## Text
Tuesday, November 27, 2012


 Quick as a Cricket By Audrey Wood
Grades K-3

Quick as a Cricket is a fantastic book if you're teaching children how to write similes, but it is also a wonderful stand-alone read aloud about how we all have different moods and can feel one way one day and completely different on another. Don Wood's illustrations make this story even more special; he is so gifted.

Lesson Seed: Use the worksheet below, or create a similar one yourself in order for your students to make their own similes. This one is from www.smileplaylearn.com and I think it's awesome! Another idea if you're reading this book to younger children is to allow them to act out each animal in the book as you read it. That will make for a much more boisterous storytime, but if the students are having fun that's what it's all about!

My Best Friend is as Sharp as a Pencil By Hanoch Piven
Grades K-4

I can't write a posting about similes and leave My best Friend is as Sharp as a Pencil off the list. Not only does this book use tons of similes like my teacher is "as relaxed as my favorite pair of jeans", but the whole book uses objects like marbles, candies, crayons, bells and rubber bands to make collage portraits. 

Lesson Seed: Have students make their own portrait collages using photographs of everyday objects cut out of magazines. The objects they cut out should represent things about themselves. For instance a baseball and a tennis ball forming the eyes of a sports lover. I think this would be a fabulous getting to know you lesson for September with 3rd or 4th graders. It's like making their own personal Mr. Potato Heads!

Monday, November 26, 2012


Wumbers By Amy Krouse Rosenthal
Grades 1 and up

Wumbers are a mix of a word with a number. This isn't a book that tells a story, it's more of a game. Wri10 by Rosenthal who is coming out with some of the best and most cre8ive works right now for kids it will definitely get kids thinking. Each 2 page spread is an illustr8ion and a sentence using words with numbers replacing some of the letters. For example a penguin bride and groom are getting married and it says, "When you m8 4ever, it 10ds 2 be a 4mal affair."

Lesson Seed: Read this book with your students then have them create their own wumbers and illustrations to make a class book.

## Information supplied
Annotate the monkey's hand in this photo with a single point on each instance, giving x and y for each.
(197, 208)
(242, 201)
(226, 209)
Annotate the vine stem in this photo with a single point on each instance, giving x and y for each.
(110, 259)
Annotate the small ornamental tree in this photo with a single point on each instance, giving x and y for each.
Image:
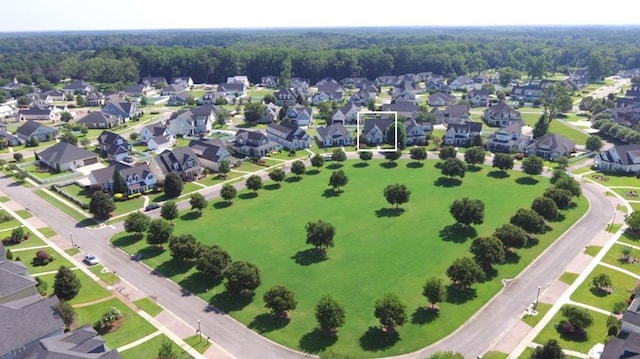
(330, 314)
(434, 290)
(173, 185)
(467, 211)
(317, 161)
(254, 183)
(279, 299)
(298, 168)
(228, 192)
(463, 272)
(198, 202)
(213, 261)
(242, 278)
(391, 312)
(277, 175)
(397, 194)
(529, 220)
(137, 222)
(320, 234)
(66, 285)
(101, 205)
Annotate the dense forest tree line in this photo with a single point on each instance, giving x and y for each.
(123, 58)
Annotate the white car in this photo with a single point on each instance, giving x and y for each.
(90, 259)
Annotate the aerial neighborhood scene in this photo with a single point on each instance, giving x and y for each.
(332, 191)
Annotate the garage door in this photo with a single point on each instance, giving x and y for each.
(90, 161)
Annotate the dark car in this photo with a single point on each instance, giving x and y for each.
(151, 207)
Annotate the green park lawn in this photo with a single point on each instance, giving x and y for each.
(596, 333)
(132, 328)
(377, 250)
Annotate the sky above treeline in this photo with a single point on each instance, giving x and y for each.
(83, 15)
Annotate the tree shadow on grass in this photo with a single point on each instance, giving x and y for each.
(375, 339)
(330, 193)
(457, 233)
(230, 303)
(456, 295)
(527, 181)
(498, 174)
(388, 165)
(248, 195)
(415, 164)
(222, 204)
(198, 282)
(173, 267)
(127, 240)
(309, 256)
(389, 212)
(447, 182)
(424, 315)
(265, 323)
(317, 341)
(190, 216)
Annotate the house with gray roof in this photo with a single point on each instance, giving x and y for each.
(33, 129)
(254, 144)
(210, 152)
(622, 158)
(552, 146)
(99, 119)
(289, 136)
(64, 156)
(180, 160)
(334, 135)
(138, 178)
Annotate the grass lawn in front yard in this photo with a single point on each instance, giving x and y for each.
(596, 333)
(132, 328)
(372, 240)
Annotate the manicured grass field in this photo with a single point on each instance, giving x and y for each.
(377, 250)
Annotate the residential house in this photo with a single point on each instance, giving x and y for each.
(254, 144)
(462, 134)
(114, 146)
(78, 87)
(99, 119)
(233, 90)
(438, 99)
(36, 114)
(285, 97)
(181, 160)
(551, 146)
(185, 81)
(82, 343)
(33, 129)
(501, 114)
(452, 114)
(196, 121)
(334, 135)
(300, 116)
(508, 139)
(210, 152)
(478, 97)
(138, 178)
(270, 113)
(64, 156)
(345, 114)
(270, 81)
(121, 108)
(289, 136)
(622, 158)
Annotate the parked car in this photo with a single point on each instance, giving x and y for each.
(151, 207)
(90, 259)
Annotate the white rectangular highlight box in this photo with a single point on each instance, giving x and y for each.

## Actions to take
(a) What are wumbers, according to the book blog?
(b) Carry on the book blog from where it stops.
The rows have nothing to do with the book blog.

## Answers to the exercise
(a) A mix of a word with a number.

(b)
Sit-In By Andrea David Pinkney
Grades 3-7

Teaching about the Civil Rights Movement can be difficult with young students that don't grasp what it was like to live during segregation. Sit-In does a wonderful job of showing the unfair treatment of blacks in the south and how a peaceful movement inspired by Dr. Martin Luther King's words slowly brought an end to segregation. I love how the author used a recipe metaphor throughout the book.
Here are Andrea Davis Pinkney's steps for the recipe for integration:
1. Start with love.
2. Add conviction.
3. Season with hope.
4. Extra faith to flavor.
5. Mix black people with white people.
6. Let unity stand.
7. Fold in change.
8. Sprinkle with dignity.
9. Bake until golden.
10. Serve immediately.
Makes enough for all.

Beautiful - Important - Inspiring

Brothers at Bat

Brothers at Bat - The True Story of an Amazing All-Brother Baseball Team By Audrey Vernick
Grades 1-5

12 Brothers - 1 Baseball team - right here in New Jersey. The Acerra family had 16 children, 12 of them were boys who played baseball. Playing as kids throughout the 1920s and then as adults until 1952 this family became quite famous. They were honored at the Baseball Hall of Fame in 1997. Unlike most baseball books about famous players this one highlights an entire family and their love for each other as well as the game of baseball.

Basketball Belles

Basketball Belles: How Two Teams and One Scrappy Player Put Women's Hoops on the Map
By Sue Macy
Grades 2-6

The first line of this book says it all, "Nobody can ever accuse me of being a girly-girl." Hand this book to your girls who are tough athletes, the ones who wouldn't be caught dead reading Fancy Nancy. Basketball Belles tells about the first ever women's college basketball game that just happens to be between Berkeley and Stanford University (my husband's Alma Mater). These feisty women were breaking barriers and having a great time doing it!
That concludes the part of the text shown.